Aim of the exercise:
Rewrite the entries from the line containing "Note: in this drill the class marks the terracotta" through the end of the entries, keeping every line, but raise each x and y coordinate in the answers by 70.

Information shown:
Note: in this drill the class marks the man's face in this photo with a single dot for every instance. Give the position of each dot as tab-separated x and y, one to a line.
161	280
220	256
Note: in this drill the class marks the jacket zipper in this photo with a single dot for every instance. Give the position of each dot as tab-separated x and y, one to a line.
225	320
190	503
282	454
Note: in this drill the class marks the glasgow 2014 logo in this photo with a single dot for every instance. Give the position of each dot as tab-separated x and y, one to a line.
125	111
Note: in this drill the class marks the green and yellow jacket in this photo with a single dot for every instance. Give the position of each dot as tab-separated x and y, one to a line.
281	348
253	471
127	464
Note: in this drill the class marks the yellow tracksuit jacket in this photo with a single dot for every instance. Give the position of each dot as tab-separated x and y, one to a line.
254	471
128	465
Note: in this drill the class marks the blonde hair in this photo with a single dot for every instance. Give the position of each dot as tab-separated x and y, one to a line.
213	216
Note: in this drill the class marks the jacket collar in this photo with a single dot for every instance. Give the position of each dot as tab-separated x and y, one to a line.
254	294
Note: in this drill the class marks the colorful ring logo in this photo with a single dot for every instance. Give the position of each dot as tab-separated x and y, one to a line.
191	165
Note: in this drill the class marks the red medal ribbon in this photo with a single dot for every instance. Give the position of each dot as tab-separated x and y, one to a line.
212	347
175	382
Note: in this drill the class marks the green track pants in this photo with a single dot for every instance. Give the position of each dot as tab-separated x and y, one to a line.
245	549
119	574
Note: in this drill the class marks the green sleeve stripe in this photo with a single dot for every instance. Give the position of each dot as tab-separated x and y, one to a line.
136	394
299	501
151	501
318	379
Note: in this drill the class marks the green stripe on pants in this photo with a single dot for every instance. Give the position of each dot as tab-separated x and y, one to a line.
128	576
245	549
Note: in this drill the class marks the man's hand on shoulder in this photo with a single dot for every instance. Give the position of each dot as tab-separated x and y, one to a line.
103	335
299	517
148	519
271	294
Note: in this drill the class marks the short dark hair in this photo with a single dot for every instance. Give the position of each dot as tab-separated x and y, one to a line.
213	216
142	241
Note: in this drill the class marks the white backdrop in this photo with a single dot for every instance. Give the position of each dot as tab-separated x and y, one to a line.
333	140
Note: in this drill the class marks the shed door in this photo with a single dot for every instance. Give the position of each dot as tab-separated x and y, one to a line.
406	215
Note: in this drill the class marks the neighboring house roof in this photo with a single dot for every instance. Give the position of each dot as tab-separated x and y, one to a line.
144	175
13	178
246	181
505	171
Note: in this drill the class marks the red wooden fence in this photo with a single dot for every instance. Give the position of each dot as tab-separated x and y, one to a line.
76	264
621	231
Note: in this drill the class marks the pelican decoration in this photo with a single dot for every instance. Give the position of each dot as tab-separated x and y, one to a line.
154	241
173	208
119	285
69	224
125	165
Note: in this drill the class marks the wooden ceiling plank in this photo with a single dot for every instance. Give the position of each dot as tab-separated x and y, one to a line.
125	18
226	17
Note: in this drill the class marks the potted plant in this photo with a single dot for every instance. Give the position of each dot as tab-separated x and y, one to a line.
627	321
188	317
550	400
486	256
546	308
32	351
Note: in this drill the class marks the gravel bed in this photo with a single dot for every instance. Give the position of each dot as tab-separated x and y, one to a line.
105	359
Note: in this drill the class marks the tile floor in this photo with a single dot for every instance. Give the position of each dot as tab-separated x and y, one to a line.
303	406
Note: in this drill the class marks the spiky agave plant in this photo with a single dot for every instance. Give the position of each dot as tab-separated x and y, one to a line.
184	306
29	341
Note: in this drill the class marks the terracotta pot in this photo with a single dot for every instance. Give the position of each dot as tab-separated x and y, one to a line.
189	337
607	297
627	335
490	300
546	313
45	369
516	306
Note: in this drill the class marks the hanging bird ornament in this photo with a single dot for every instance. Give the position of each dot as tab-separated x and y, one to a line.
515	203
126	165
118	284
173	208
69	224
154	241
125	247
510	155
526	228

Right answer:
Note: in this drill the class marks the terracotta pot in this photo with a single dot for every instance. Give the position of each dot as tab-separated x and y, one to a line.
259	407
677	367
697	405
560	370
616	383
115	439
586	376
Note: in this drill the class marks the hanging bird ornament in this photo with a single dot for every instance. Give the position of each dot as tab-separated x and y, one to a line.
585	273
196	235
188	354
243	278
139	294
224	311
195	317
580	225
596	298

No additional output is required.